Show each line of the items below that contains the string "shed".
======== Information shown
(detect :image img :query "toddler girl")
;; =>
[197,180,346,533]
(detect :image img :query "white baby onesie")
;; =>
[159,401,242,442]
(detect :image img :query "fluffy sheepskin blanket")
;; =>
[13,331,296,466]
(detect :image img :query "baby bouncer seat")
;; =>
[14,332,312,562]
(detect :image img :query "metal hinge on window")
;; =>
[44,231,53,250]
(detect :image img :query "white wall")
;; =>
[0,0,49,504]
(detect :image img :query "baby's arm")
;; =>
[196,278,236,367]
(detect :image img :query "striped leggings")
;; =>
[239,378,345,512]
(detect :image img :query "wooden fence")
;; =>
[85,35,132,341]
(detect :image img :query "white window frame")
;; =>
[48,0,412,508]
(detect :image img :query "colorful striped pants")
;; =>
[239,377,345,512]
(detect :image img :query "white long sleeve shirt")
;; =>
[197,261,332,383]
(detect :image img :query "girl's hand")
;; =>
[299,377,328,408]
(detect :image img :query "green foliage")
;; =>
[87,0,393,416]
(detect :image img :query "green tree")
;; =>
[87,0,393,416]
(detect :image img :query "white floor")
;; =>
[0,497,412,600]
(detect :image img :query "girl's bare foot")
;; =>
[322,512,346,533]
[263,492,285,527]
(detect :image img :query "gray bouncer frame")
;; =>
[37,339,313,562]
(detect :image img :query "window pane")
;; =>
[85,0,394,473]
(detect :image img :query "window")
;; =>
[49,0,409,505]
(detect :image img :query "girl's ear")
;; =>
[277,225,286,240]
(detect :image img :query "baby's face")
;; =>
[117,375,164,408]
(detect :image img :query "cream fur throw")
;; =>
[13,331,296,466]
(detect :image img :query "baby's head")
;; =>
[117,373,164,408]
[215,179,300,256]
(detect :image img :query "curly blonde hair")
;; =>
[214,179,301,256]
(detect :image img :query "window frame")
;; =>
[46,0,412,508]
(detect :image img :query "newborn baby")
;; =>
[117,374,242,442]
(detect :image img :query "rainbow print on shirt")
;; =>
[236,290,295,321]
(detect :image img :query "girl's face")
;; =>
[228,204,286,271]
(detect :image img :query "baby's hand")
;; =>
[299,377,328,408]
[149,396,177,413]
================
======== Information shown
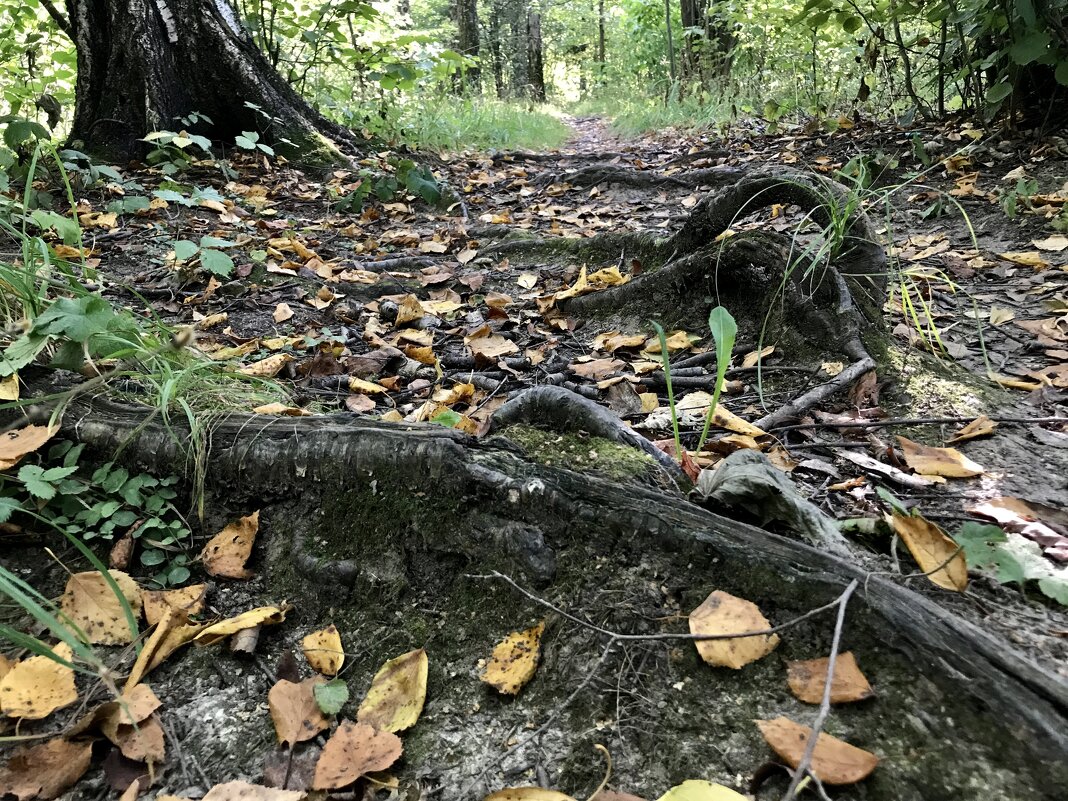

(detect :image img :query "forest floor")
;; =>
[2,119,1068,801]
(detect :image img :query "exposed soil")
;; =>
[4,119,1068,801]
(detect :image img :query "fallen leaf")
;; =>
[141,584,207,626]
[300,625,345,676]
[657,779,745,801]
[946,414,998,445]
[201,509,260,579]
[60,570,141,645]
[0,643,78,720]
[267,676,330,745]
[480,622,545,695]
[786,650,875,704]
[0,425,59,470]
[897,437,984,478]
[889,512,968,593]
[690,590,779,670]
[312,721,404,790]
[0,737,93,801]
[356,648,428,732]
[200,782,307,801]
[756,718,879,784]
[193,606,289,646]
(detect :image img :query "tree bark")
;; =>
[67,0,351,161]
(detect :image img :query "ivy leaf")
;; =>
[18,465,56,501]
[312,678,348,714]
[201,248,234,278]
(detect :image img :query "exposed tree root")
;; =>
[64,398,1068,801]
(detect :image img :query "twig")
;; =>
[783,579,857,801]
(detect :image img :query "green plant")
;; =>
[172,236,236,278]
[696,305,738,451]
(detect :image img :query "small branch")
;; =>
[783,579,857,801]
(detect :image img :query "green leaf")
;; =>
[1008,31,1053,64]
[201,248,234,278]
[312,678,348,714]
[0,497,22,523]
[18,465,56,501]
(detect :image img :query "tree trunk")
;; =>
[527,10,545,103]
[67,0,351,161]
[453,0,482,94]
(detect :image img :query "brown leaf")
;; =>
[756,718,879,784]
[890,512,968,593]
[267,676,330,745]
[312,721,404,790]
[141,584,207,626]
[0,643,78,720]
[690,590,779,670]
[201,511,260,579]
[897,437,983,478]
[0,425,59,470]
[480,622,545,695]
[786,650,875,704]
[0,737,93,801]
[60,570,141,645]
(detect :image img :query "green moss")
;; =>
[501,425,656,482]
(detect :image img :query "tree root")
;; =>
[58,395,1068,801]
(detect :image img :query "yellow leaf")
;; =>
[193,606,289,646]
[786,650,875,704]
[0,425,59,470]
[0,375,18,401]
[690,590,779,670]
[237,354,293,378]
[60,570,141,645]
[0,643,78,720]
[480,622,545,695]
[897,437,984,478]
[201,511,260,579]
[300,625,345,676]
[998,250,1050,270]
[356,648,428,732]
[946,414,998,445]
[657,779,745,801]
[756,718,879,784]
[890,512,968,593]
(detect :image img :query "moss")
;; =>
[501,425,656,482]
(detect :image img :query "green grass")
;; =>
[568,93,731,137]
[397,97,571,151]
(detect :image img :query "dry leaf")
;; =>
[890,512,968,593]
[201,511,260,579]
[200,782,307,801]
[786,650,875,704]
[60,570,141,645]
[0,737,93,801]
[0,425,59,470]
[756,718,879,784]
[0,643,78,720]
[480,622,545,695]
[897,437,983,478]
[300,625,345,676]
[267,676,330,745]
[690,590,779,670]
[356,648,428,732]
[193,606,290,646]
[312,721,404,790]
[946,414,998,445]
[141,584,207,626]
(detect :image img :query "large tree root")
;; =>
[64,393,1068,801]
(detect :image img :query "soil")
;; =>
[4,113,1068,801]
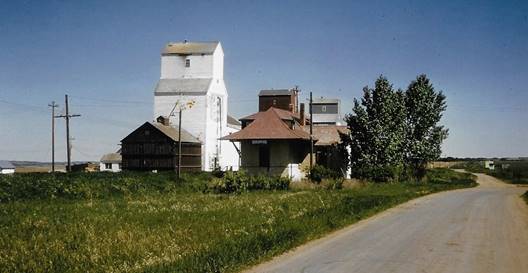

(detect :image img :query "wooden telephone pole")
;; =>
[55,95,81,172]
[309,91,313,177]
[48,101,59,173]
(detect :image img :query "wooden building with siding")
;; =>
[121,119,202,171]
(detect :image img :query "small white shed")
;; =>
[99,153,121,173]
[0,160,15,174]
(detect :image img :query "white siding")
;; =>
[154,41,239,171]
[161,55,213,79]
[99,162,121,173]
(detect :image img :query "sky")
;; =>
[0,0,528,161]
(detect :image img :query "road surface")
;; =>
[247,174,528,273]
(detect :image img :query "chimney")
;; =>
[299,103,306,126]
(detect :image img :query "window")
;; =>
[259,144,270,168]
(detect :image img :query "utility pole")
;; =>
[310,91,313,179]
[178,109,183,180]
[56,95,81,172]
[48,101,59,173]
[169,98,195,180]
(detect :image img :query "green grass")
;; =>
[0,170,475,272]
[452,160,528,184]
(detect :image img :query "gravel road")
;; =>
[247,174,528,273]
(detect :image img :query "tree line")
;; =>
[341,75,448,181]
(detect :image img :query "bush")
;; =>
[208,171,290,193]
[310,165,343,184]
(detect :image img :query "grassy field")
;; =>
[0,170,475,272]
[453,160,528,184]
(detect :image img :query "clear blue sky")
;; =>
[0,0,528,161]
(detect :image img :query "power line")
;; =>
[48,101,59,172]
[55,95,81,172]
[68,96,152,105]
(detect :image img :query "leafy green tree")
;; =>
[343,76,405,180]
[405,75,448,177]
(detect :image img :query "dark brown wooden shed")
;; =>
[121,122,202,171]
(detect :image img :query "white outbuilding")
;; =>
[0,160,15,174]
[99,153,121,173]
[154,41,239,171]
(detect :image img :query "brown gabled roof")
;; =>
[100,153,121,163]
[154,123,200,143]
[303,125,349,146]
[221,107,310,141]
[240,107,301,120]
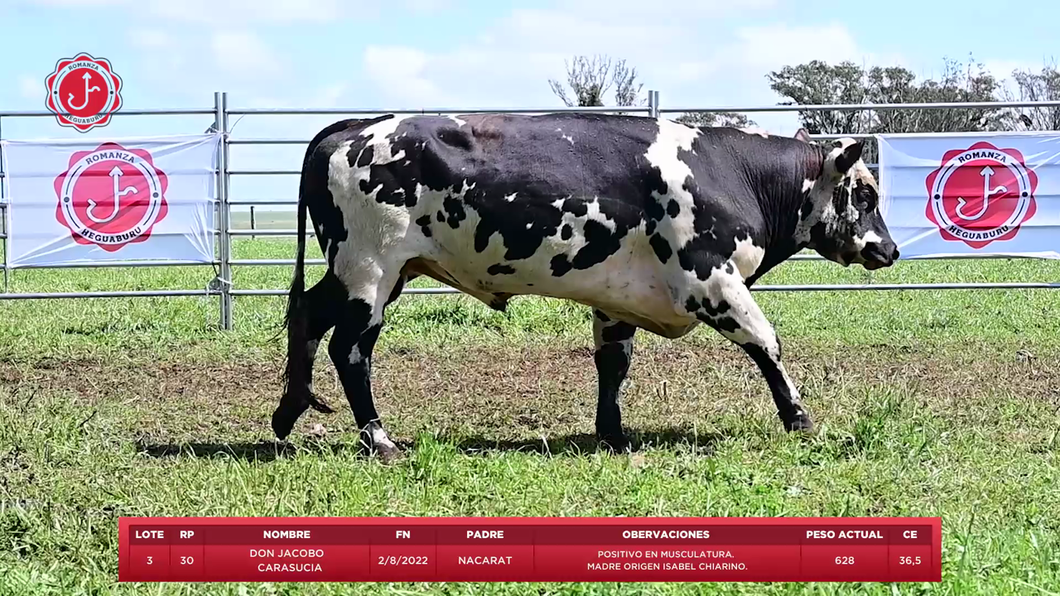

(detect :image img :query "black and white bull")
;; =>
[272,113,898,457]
================
__Task result__.
(detect :image img :query "small white shed")
(detect :image img :query "dark brown wooden shed")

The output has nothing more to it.